▶ **Your objective**
Lay out the lines from the one containing "wooden table top" to the one containing "[0,0,1000,667]", both included, as a Markdown table with the columns Row and Line text, leaving out any blank lines.

▶ **Records shown**

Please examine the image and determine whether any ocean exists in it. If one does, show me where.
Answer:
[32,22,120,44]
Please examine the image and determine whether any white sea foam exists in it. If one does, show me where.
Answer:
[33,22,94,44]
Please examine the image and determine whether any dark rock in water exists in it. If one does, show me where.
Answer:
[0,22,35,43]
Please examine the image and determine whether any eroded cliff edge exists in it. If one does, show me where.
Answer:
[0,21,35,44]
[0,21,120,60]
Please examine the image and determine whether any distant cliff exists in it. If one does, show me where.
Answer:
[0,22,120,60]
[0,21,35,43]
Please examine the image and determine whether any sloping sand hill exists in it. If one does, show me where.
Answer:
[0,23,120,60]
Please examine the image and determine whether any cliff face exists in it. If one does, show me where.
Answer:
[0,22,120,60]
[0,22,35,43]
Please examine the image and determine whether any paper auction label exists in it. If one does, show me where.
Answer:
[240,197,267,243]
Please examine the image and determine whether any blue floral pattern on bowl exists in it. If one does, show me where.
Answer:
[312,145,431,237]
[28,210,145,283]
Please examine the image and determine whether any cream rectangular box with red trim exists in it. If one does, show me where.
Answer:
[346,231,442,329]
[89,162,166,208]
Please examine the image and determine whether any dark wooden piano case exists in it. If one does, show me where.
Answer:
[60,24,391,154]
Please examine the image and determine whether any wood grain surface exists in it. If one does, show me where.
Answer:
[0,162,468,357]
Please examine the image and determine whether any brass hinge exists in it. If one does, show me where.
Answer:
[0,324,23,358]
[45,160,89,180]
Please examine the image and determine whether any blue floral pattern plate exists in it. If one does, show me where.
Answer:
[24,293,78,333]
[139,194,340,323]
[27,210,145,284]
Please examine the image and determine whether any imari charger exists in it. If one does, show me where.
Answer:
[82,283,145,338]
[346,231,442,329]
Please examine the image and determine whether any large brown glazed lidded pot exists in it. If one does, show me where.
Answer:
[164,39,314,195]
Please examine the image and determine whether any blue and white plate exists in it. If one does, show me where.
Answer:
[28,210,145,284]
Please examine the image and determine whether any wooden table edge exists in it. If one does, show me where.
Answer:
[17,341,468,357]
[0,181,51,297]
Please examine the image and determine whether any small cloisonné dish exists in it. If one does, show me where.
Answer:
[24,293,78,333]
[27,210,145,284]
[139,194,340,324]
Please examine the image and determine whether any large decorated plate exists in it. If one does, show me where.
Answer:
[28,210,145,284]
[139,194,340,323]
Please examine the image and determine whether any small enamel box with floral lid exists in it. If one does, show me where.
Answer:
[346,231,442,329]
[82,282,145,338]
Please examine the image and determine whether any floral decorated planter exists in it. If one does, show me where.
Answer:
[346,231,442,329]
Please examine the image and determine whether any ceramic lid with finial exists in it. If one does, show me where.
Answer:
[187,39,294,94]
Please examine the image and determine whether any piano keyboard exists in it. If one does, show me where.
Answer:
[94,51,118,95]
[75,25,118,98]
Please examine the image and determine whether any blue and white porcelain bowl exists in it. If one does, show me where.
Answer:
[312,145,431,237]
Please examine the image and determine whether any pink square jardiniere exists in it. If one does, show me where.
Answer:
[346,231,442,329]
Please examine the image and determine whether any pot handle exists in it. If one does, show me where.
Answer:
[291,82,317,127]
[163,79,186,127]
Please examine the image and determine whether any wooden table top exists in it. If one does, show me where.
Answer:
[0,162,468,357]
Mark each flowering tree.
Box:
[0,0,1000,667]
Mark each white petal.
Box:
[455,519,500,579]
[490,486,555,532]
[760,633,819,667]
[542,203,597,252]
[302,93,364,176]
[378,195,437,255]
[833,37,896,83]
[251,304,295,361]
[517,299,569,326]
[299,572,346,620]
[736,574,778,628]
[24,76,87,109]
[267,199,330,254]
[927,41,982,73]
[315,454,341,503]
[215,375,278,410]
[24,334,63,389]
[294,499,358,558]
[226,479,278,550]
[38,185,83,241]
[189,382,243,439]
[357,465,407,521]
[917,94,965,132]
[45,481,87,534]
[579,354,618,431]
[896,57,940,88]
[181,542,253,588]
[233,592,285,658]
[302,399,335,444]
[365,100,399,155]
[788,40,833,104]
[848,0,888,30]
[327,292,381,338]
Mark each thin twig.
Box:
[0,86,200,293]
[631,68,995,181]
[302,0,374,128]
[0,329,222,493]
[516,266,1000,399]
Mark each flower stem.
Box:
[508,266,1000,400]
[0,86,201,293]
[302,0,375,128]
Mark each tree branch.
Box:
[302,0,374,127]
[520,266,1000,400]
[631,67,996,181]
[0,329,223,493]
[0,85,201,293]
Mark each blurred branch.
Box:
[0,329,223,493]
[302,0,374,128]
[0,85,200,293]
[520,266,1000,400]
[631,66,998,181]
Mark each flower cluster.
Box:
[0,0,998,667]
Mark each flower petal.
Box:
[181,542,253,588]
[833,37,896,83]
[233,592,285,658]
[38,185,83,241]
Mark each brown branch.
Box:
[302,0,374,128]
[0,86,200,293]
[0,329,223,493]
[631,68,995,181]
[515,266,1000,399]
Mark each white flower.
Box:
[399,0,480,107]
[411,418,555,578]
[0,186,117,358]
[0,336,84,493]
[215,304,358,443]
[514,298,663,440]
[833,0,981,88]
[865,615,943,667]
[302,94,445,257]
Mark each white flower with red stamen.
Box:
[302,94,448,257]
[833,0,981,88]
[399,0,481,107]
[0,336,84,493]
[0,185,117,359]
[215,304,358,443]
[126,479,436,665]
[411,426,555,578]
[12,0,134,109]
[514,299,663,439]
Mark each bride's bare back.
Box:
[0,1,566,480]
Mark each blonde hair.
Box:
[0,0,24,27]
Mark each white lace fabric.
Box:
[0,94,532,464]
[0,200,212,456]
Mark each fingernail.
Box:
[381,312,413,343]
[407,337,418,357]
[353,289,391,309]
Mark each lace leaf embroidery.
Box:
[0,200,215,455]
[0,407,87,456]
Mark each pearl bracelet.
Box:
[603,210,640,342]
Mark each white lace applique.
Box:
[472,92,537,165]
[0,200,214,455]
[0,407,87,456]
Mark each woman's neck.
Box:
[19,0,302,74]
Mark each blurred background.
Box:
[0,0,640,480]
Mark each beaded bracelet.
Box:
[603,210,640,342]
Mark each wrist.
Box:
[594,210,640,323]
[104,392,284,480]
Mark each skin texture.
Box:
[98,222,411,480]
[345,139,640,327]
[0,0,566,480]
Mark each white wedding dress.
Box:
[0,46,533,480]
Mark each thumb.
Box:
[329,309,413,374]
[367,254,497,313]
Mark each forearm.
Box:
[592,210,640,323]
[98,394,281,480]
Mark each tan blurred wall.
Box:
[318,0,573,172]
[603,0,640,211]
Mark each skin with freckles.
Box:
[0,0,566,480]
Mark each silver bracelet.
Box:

▶ **Task solution**
| Row | Line text |
|---|---|
| 1 | Please examine the image and determine whether any wooden table top exists in it. If one does, show me where. |
| 2 | Answer: |
| 3 | [0,162,468,357] |
| 4 | Mark each flowering tree. |
| 5 | Box: |
| 6 | [0,0,1000,667] |